▸ **Selected excerpt**:
____

ANALYSIS:THE STATEMENT issued by Danis Rose to justify his publication of and copyright claim to the James Joyce Ulysses manuscripts held in the National Library of Ireland is a rather remarkable document.
In a move that would be admired by Laurence Sterne, it begins with a digression – a logical impossibility – and maintains a slightly blasé, devil-may-care tone throughout.
Audacious though Rose’s move is, it is by no means unusual from this maverick scholar, who has made a speciality of setting the Joyce world by the ears every now and then. His most recent initiative was the publication by Ithys Press, Dublin, of which he is a director, of a letter from James Joyce to his grandson, Stephen, which is held in the Zürich James Joyce Foundation.
Priced at €300, or €1,200 for a deluxe edition, it was presented as a “story for children” when in fact it is not a story, but rather a piece of amiable fantasy. The publication was denounced by the Zürich foundation, which said it had not been consulted and had not authorised the publication. In its response, Ithys Press made it clear that it did not consider there was any need to ask permission or that there was any copyright restriction.
The place of Danis Rose (a pseudonym for Denis O’Hanlon) in Joyce scholarship has always been at an acute angle to the status quo. From south Dublin and now in his late 50s, he attended Oatlands College, where his interests were more in the scientific and mathematical areas than in the literary.

____

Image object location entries

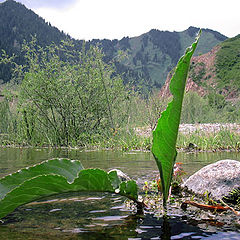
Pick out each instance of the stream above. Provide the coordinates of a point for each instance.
(106, 216)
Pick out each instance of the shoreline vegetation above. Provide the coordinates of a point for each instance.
(209, 137)
(63, 98)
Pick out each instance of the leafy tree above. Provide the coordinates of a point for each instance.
(67, 96)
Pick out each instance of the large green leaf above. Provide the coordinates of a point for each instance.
(55, 177)
(165, 134)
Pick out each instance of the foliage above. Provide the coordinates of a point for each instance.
(67, 96)
(228, 64)
(58, 176)
(165, 134)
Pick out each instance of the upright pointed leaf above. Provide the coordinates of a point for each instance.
(165, 134)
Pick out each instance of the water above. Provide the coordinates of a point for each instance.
(105, 216)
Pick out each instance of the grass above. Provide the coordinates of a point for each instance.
(222, 140)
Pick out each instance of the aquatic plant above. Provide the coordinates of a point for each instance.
(166, 132)
(59, 176)
(62, 175)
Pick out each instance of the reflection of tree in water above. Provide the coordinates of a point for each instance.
(149, 227)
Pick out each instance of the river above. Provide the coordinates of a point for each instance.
(105, 216)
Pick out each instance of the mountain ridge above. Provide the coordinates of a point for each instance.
(150, 56)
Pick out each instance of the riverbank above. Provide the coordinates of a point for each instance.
(204, 137)
(192, 137)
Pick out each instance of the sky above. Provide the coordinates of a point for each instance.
(115, 19)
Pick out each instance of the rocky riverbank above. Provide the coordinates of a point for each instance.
(196, 128)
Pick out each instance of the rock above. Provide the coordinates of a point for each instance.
(218, 179)
(122, 176)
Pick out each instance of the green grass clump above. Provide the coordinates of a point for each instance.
(222, 140)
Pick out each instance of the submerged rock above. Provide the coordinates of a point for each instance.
(218, 179)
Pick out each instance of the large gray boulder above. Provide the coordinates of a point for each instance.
(218, 179)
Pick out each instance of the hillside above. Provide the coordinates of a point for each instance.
(150, 56)
(218, 71)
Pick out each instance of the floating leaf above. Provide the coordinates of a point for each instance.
(165, 134)
(55, 177)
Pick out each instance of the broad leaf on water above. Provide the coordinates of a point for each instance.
(166, 132)
(58, 176)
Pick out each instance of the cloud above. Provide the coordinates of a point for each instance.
(35, 4)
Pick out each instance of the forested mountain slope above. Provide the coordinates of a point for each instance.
(150, 56)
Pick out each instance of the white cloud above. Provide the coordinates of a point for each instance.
(87, 19)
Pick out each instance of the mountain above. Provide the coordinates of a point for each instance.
(216, 71)
(150, 56)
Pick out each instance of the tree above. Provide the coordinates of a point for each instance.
(66, 96)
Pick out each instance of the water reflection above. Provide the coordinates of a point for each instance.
(104, 216)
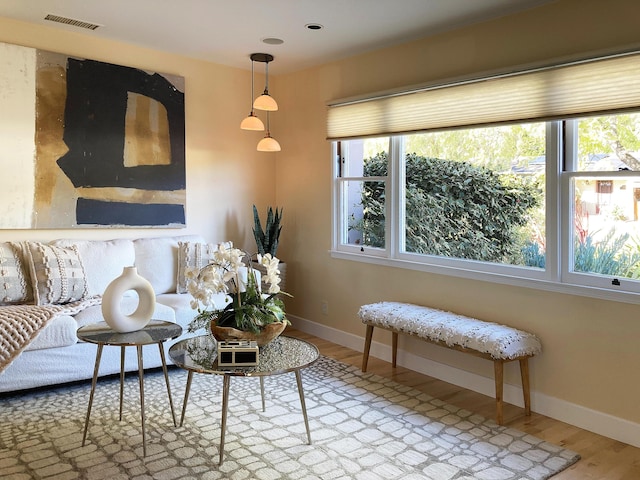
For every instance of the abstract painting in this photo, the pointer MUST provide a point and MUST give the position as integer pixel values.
(89, 144)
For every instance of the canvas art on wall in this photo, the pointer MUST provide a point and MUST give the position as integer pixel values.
(88, 143)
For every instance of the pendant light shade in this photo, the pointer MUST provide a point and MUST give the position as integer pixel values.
(268, 143)
(252, 122)
(264, 101)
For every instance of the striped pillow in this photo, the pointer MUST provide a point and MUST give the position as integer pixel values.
(57, 274)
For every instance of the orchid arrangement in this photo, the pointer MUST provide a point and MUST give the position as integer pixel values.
(246, 307)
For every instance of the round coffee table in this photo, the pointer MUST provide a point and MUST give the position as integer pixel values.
(283, 355)
(156, 331)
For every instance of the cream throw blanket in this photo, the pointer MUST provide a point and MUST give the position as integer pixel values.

____

Continue the article about Danis Rose and the Joyce manuscripts from where it stops, picking up after its last sentence.

▸ **Response for this exercise**:
A chance meeting with US academic Prof Tom Cowan led him obliquely into the world of Joyce textual scholarship. At a remarkably early age, he became involved in work on the multi-volume James Joyce Archive, where he was engaged in the ordering and analysis of the Finnegans Wake notebooks. He became a leading Finnegans Wake scholar, as exemplified in his 1995 publication, The Textual Diaries of James Joyce.
Along the way, he became embroiled in controversies. One such was occasioned by his claim that he had discovered seven new “short stories” written by Joyce after Ulysses. He believed Joyce had intended to title this collection Finn’s Hotel. Strong opposition by the James Joyce estate meant that these “stories” did not see publication in their own right.
A similar fate befell for many years Rose’s “Mamalujo” project, a new edition of Finnegans Wake (co-edited with his brother, John O’Hanlon) to which at least one public body, as well as the James Joyce Centre, contributed funding, only to be blocked by the Joyce estate. Eventually, in 2010, it was published in a limited, expensive format. It is to be published by Penguin shortly at a more affordable price.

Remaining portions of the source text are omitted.